Document excerpt:
Cases of corruption and revolution are the norms in the history of Kyrgyzstan as it was seen in the history of the country. On March 24th, 2005, President Akayev deserted his post shortly after the Tulip Revolution that began after the parliamentary elections of February 27th and March 13th, 2005. The revolution was as a result of alleged corruption and authoritarianism of Akayev, his families, and his supporters.  The outing of Akayev led to the succession of President Kurmanbek Bakiyev who was the acting president. President Kurmanbek Bakiev switched his beam light on the activities of the past president.

In mid-April, President Kurmanbek created a commission to investigate the assets and properties related to the Akayev families, and the commission was headed by the Deputy Prime minister Daniyar Usenov. The commission announced tentative lists of 42 businesses to be checked for the ties of Akayev clan and also, he made it known that the commission will also investigate the money transfer through offshore routes.

On 27th of April, during a press conference to discuss the efforts of the commission, the commission declared that it was difficult for it to determine who controlled many of the companies on the lists and the actions of the commission to link corruption ended in Usenov saying that the focus on corruption should be on future compliance rather than past wrongdoing. He further said, “we are not asking about what happened yesterday, otherwise – we will have to put half the country in jail.”

Just as in the case of Akaev, President Bakiyev was forced to flee the country to the city of Osh as a result of corruption which was linked to his administration.  During the tenure of Bakiyev, he appointed his son, Maxim Bakiev into the national development agencies and it was alleged that Maxim placed $35 million from a $300 million loan from Russia into his private account.

One expert while speaking about the riot that led Bakiyev out of office said the government had triggered the protests by imposing punitive increases on tariffs for water and gas.

Tasks for this exercise:
- 1) Answer these questions from the text on corruption in Kyrgyzstan, marking each answer with its letter:
(a) Who headed the commission President Kurmanbek created in mid-April?
(b) How many businesses were on the commission's tentative list?
(c) How much was Maxim Bakiev alleged to have placed in his private account?
- 2) Please resume the text on corruption in Kyrgyzstan, picking up after its final sentence.
The material after this text is not needed for anything here.

Extracted material:

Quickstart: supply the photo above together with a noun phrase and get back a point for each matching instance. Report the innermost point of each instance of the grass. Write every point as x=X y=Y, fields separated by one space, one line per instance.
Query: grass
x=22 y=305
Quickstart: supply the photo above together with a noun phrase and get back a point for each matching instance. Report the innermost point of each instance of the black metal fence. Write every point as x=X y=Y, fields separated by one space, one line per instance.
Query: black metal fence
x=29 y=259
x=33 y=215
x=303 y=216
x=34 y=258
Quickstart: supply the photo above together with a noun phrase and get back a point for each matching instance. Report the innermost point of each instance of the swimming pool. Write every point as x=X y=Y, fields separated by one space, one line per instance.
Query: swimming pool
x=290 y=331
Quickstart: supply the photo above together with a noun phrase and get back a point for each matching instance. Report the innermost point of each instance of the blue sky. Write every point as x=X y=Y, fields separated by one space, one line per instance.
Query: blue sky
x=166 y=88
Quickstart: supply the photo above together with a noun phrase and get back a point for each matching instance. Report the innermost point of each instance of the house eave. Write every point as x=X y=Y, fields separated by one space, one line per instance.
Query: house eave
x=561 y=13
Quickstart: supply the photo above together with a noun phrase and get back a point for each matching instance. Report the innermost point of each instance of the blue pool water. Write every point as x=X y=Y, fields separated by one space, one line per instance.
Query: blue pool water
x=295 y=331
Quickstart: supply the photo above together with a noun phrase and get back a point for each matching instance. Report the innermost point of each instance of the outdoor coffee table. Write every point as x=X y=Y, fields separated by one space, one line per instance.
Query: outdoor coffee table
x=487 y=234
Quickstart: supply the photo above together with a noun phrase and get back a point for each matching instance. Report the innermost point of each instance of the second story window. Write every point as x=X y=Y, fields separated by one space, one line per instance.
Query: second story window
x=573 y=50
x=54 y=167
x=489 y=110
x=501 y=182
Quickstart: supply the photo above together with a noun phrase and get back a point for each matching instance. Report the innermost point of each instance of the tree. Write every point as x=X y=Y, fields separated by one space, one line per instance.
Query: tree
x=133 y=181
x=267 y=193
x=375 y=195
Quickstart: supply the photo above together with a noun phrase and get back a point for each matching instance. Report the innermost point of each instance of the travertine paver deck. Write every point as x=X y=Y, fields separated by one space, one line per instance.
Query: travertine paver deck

Results of the exercise:
- 1)
(a) Deputy Prime Minister Daniyar Usenov
(b) 42
(c) $35 million, from a $300 million loan from Russia

- 2)
Just like Akayiev, Bakiyev was also dethroned with the same cases of corruption.

Environment and Development

The Environmental Performance Index of 2012 positioned Kyrgyzstan on 101st rank which takes them ahead of all Central Asia Countries; this may be likely linked to the national development plan of the country whose overall goal is to protect the environment and make it favorable for living in a context of economic growth.

The country strategy paper explains that the State Agency for Environment and Forestry (SAEF) currently have no appropriate power.  They develop environmental policies and also provide services at the same time while its environmental supervision and control functions are weakened and even, the SAEF are faced with the lack of specialist and shortage of permanent staffs who lacks knowledge and experience to run the agencies efficiently.

Furthermore, the country national budget gives only a small attention to environmental spending as the sector is faced with the shortage of funds for the implementation of environmental activities which is supported by special funds and projects from international organizations.

It was objectively observed that the low environmental performance index showed a high level of natural resources degradation which witnesses lower efficiency of government and local government bodies activities due to the rational use of natural resources and the shortage of staffs.

Al Jazeera in its famous report of 2014 on the country’s primary source of revenue, Kumtor gold mine, reported that the owner of the gold mine faces allegations on corruption and environmental concerns.

The Kumtor gold mine is run by a Canadian firm Canterra Gold as a joint venture with the government. The owners are accused of discrepancies in the significant share of profits and ignoring of environmental regulations – threatening a glacier that acts as the crucial source of water for the country.

Kumtor which was reported to be the only open pit gold mine in the world operating on an active glacier and the rock waste removed from the pit was – until recently – dumped on the Davydov glacier which is a strategic freshwater reserve for Kyrgyz and a neighboring country – Uzbekistan.

With so many controversies surrounding the mine, from damages to accidents and threats it poses to the water resources of the country. The report by Earth Works Action stated that the accidents on the mine caused financial damages ranging from $20m to $42m which only $4.5m was paid to the government by the company.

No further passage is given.